=== What is being asked ===
Two lines in the data below mark the range: the one with "x=681, y=681" and the one with "x=1359, y=698". Return both, along with every line between them, exactly.
*** Data Section Begins ***
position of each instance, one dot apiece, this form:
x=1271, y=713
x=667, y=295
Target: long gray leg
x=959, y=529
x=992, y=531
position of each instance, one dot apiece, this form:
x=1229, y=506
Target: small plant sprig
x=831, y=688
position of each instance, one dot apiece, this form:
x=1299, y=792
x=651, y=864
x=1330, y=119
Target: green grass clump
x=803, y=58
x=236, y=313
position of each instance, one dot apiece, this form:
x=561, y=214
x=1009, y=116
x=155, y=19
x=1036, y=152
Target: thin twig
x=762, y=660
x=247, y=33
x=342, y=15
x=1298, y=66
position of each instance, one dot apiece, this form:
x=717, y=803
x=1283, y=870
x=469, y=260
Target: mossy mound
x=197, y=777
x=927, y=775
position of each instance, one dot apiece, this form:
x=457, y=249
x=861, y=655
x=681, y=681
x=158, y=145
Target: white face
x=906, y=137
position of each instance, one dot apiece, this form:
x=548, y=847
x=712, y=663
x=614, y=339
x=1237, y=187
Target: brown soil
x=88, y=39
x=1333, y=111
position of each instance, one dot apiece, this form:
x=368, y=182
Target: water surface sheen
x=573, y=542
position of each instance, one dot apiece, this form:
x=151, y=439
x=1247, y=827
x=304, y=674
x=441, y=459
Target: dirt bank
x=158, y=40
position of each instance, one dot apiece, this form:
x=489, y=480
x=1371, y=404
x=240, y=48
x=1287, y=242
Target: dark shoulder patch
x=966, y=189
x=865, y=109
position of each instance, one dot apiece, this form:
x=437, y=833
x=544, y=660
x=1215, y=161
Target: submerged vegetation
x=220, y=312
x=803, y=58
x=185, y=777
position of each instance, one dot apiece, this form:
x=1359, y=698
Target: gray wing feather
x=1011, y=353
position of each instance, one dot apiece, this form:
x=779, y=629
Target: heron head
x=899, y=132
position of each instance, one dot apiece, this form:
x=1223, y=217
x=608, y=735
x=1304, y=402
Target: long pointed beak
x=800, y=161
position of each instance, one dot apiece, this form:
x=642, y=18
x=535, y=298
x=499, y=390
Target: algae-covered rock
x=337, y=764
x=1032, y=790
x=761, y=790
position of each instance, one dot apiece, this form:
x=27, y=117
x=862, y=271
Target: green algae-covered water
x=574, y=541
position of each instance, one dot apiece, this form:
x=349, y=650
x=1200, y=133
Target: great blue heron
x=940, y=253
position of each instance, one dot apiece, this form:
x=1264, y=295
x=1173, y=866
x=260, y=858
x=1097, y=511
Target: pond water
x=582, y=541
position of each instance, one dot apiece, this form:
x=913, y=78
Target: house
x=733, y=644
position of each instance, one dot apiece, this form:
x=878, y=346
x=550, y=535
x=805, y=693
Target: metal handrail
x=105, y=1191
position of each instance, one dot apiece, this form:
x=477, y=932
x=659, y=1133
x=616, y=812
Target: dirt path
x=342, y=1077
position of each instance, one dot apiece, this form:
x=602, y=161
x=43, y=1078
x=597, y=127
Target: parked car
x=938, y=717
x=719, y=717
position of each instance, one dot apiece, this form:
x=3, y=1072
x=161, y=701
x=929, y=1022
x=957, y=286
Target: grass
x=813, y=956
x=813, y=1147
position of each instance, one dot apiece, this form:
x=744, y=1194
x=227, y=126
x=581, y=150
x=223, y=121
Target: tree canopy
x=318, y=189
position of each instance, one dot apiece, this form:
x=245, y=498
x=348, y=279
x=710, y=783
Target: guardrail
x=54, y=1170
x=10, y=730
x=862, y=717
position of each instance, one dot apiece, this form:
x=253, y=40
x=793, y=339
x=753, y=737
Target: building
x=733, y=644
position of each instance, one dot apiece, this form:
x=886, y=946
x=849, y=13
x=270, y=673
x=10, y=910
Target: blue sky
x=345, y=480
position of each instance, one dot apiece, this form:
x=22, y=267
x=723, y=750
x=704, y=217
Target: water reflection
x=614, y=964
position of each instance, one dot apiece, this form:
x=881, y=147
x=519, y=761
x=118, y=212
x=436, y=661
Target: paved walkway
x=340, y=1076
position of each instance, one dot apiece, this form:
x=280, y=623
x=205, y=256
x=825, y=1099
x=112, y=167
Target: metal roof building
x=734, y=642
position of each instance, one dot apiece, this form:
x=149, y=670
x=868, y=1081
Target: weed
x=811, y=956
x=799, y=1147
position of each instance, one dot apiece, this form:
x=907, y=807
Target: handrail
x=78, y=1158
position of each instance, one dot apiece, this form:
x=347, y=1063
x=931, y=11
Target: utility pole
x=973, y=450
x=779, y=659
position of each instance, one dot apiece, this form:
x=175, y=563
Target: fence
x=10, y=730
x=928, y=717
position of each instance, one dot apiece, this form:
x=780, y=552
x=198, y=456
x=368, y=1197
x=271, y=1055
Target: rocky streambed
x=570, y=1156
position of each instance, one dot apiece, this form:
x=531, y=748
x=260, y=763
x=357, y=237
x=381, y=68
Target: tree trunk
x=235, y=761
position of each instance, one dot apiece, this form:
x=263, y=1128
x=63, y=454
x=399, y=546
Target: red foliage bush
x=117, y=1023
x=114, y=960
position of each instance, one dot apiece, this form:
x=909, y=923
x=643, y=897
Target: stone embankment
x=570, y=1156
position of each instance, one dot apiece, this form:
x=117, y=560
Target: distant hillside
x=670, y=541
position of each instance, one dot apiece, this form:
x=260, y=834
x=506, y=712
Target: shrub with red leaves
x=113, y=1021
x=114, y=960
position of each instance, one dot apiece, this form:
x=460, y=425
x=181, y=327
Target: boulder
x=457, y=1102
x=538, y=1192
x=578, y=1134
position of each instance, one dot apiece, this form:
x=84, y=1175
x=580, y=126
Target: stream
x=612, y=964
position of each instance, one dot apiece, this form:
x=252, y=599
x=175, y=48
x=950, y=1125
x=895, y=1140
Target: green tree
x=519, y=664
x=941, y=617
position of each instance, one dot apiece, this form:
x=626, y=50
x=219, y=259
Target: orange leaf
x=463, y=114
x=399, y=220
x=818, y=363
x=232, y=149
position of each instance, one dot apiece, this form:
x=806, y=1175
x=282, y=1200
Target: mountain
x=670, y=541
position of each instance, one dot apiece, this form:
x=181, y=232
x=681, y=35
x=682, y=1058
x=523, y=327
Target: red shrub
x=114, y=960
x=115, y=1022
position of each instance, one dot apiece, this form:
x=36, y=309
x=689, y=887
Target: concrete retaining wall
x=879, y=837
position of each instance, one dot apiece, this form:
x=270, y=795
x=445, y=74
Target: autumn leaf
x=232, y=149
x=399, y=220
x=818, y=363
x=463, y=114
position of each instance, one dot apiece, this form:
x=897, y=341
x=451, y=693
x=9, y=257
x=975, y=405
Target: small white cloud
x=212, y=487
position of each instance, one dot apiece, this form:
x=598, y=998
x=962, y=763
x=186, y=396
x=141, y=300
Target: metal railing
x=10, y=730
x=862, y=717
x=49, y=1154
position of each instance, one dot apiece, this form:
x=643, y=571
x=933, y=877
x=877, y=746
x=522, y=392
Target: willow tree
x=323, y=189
*** Data Section Ends ***
=== Exercise solution ===
x=681, y=681
x=158, y=145
Target: white face
x=906, y=137
position of each instance, one dot apiece, this form:
x=548, y=847
x=712, y=663
x=614, y=339
x=1237, y=187
Target: brown soil
x=88, y=39
x=1333, y=111
position of each instance, one dot apiece, this form:
x=368, y=182
Target: water surface sheen
x=573, y=542
position of each instance, one dot apiece, this form:
x=151, y=439
x=1247, y=827
x=304, y=674
x=441, y=459
Target: dirt bank
x=158, y=40
position of each instance, one dot apiece, this form:
x=489, y=480
x=1371, y=404
x=240, y=48
x=1287, y=242
Target: dark shoulder patch
x=966, y=189
x=865, y=109
position of each instance, one dot apiece, this form:
x=437, y=833
x=544, y=660
x=1215, y=161
Target: submerged vegetation
x=220, y=312
x=803, y=58
x=185, y=777
position of each instance, one dot apiece, this form:
x=1359, y=698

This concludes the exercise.